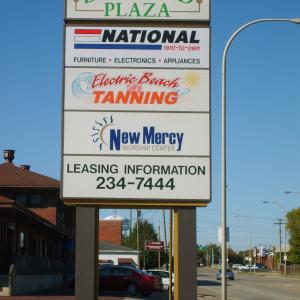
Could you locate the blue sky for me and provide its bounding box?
[0,0,300,249]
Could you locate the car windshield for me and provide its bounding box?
[135,269,149,275]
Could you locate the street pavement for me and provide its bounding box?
[1,268,300,300]
[197,268,300,300]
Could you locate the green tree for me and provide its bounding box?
[287,207,300,264]
[123,219,168,269]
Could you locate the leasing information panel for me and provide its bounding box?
[62,24,211,207]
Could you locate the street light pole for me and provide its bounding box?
[221,18,300,300]
[234,215,252,273]
[263,201,287,276]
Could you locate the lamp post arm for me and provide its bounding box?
[221,19,292,300]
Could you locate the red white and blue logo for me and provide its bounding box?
[74,28,200,50]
^^^^^^^^^^^^^^^^
## TASK OBJECTIVE
Rewrite the lines above as a numbered list, skipping any blank lines and leaving the picture out.

## CORRECT OUTPUT
1. Could you locate the blue sky for me and provide its bounding box?
2. [0,0,300,249]
3. Could you locate the car windshield for me and provide its bounding box?
4. [135,269,149,275]
5. Could you locate the street pavement for me and provide its bounding box?
6. [1,268,300,300]
7. [197,268,300,300]
8. Could you locate the green tree for me and provide its bounding box?
9. [287,207,300,264]
10. [123,219,168,269]
11. Could you locate the leasing information panel for me and provide its bounding box?
12. [62,24,211,207]
13. Could you locate the street light pole for me and provide its bounding box?
14. [221,18,300,300]
15. [234,215,252,273]
16. [263,201,287,276]
17. Could you locate the lamp post arm for me and provide its bounding box?
18. [221,19,292,300]
19. Could you locate the red white and blue logo for me and provide its bounding box?
20. [74,28,200,50]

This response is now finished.